TASK PROMPT - The entries below should be transcribed exactly, every one of them.

GIVEN RECORDS -

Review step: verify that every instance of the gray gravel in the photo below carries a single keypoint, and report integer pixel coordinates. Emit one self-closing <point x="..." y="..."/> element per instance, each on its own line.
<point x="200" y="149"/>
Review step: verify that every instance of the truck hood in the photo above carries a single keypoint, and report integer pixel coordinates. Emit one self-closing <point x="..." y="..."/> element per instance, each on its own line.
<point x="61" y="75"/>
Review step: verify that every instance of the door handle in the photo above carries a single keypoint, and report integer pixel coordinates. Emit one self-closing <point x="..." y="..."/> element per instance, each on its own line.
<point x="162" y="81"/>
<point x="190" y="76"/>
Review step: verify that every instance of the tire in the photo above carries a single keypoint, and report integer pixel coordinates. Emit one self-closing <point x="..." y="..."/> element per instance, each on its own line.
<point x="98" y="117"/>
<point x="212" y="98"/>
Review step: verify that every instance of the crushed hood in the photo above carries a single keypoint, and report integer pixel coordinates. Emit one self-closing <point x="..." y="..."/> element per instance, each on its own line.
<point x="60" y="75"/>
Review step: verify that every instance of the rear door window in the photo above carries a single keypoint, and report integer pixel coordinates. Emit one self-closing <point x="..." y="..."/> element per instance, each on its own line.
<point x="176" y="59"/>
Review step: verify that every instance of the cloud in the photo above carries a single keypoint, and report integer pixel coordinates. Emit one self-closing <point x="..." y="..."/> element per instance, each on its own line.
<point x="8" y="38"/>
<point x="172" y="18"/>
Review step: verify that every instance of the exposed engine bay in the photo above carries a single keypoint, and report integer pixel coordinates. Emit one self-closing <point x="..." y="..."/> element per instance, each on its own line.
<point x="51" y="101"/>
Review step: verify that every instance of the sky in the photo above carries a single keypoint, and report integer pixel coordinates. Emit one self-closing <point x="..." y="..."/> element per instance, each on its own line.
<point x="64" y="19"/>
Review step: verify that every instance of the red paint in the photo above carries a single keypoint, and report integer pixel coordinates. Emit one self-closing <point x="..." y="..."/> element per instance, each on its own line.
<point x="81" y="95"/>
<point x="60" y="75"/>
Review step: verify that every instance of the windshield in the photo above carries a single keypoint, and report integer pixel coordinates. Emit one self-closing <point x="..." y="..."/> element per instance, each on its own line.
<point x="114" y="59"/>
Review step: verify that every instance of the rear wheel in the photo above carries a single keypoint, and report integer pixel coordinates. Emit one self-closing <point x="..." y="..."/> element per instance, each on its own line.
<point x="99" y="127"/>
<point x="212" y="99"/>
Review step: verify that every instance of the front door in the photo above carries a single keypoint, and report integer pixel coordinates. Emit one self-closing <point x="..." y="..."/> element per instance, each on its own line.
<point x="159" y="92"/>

RESPONSE TO THE TASK -
Review step: verify that every instance of the gray gravel in the photo below carries a single keypoint, and report integer pixel coordinates. Emit one self-closing <point x="..." y="..."/> element per instance, each on its own line.
<point x="200" y="149"/>
Review step: verify that every instance of the truck hood in the photo above carries a single keypoint, and report integer pixel coordinates. Emit one self-closing <point x="..." y="..."/> element per instance, each on its own line.
<point x="61" y="75"/>
Review step: verify that every instance of the door handle in the photo above carries a single keypoint, and report integer pixel coordinates. Emit one self-closing <point x="..." y="..."/> element per instance, each on its own line.
<point x="162" y="81"/>
<point x="190" y="76"/>
Review step: verify that every instance of the tire in the photo above carries a single keypoint, and report integer pixel coordinates. Emit one self-closing <point x="..." y="..."/> element per instance, each on its own line.
<point x="98" y="117"/>
<point x="212" y="98"/>
Review step: verify that every instance of the crushed hood in the photo above carries a single keypoint, and report integer pixel coordinates. Emit one self-closing <point x="..." y="..."/> element per instance, each on its own line.
<point x="60" y="75"/>
Review step: verify that every instance of the rear door window in the photo above carries a single keypoint, and report integer pixel coordinates. Emit one self-closing <point x="..." y="..."/> element per instance, each on its own line.
<point x="176" y="59"/>
Review step: verify that every instance of the cloud in the photo above carries a single keypoint, and report integer pixel coordinates. Emit one self-closing <point x="..." y="..."/> element per instance, each on its own line.
<point x="8" y="38"/>
<point x="172" y="18"/>
Review step: verify that every instance of the exposed engine bay in the photo above carries a single keypoint, and report integer pixel coordinates. Emit one self-closing <point x="..." y="..."/> element per instance, each on its own line.
<point x="51" y="101"/>
Review step: verify that every instance of the sky in the photo above carries a single keypoint, and report integer pixel coordinates. Emit one self-closing <point x="..." y="..."/> element per instance, each on its own line.
<point x="64" y="19"/>
Review step: verify that every instance of the red paint in the photo above carries a single keypoint, and report integer pixel coordinates. Emit one self-closing <point x="..." y="..."/> element per instance, each on its own line.
<point x="81" y="95"/>
<point x="60" y="75"/>
Review step: verify that every instance of the windshield in the photo above carries a single keypoint, and report integer pixel coordinates. Emit one self-closing <point x="..." y="..."/> element per instance, each on its own line.
<point x="114" y="59"/>
Review step: verify that every instance of the rear wheel in the photo above carries a single keypoint, and report integer pixel coordinates. Emit one self-closing <point x="..." y="..."/> element per instance, each on its own line.
<point x="99" y="127"/>
<point x="212" y="99"/>
Review step: verify that every instance of the front door in the photo above carries a single keypoint, and report integer pixel coordinates. Emit one self-closing <point x="..." y="..."/> element per instance, each on its own line.
<point x="159" y="92"/>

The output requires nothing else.